_EXTRAIT À LIRE_:
· · · ·

Le moulin Thaddée Jean

Le moulin de La Chute à Jean


Le moulin à farine et la manufacture à roues

Afin d’y ériger ses installations, Édouard Charles Ennis, constructeur de moulins, achète un lopin de terre de Joseph Bernier en 1854 et un autre de François Thériault en 1856. Son moulin à farine étant bâti, il acquiert de Jean-Baptiste Mercier une portion de terrain pour construire une route afin de rendre plus accessible aux gens d’ici son moulin à farine à deux moulanges, mû à l’eau. Il développe et diversifie ensuite son entreprise en construisant et en mettant en opération une manufacture à roues telle que brevetée, sur les mêmes terrains, avec le même pouvoir d’eau.

Ces constructions sont situées au pied de la chute, d’une quarantaine de pieds, appelée aujourd’hui La Chute à Jean, sur la rive sud du Bras Saint-Nicolas au quatrième rang ouest de Saint-Eugène de L’Islet.

En 1871, quand Ennis vend son entreprise à Louis Kuérouack, meunier de L’Islet, la manufacture à roues est démantelée. De plus, une route construite à partir d’une parcelle de terrain acquise d’Amable Poitras permet aux utili-sateurs, via le 3rang, de traverser le Bras Saint-Nicolas en voiture à cheval par un pont suspendu qui relie les deux rives, au pied de la chute.

· · · ·

_DONNÉES ENREGISTRÉES_:
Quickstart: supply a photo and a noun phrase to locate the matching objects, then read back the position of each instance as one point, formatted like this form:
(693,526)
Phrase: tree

· · · ·

_CONSIGNE 1_: Dans le texte sur le moulin, reprenez le passage qui s'ouvre sur les mots contenant « En 1871, quand » et se clôt sur « de la chute. », en remplaçant « pont suspendu » par « pont couvert ».
_CONSIGNE 2_: Prolongez le texte sur le moulin de La Chute à Jean à partir de sa dernière phrase.

_RÉPONSE RÉDIGÉE 1_:
En 1871, quand Ennis vend son entreprise à Louis Kuérouack, meunier de L’Islet, la manufacture à roues est démantelée. De plus, une route construite à partir d’une parcelle de terrain acquise d’Amable Poitras permet aux utili-sateurs, via le 3rang, de traverser le Bras Saint-Nicolas en voiture à cheval par un pont couvert qui relie les deux rives, au pied de la chute.

_RÉPONSE RÉDIGÉE 2_:
Kuérouack reste propriétaire pendant dix ans après quoi il vend à Eusèbe Fournier. Ce dernier reste à la barre jusqu’en 1890, année où Thaddée Jean achète l’entreprise d’Arsène Babin, restaurateur de Québec, qui l’a acquise par vente du Shérif peu de temps avant. Le moulin porte depuis le nom de moulin Thaddée Jean ou le moulin de La Chute à Jean.


À considérer aussi, le moulin à scie de cet ensemble

Louis Kuérouack, en 1881, maintient le droit de possession de moulin à scie à Bénoni Bélanger, tel qu’il le possède par acte reçu le 17 mars 1871 devant Marcotte notaire. En 1885, Bélanger vend à Eusèbe Fournier « tous les droits qu’il peut avoir à bâtir et avoir la propriété d’un moulin à scie construit sur le Bras St-Nicolas près du moulin à farine du présent acquéreur. » Eusèbe Fournier, en 1890, vend à Joseph Désiré Morin, cultivateur de L’Islet, un lopin de terre avec le moulin à scie, avec droit de réméré qui devient nul après deux ans. Après cette date, les transactions sur ce moulin demeurent difficiles à retracer.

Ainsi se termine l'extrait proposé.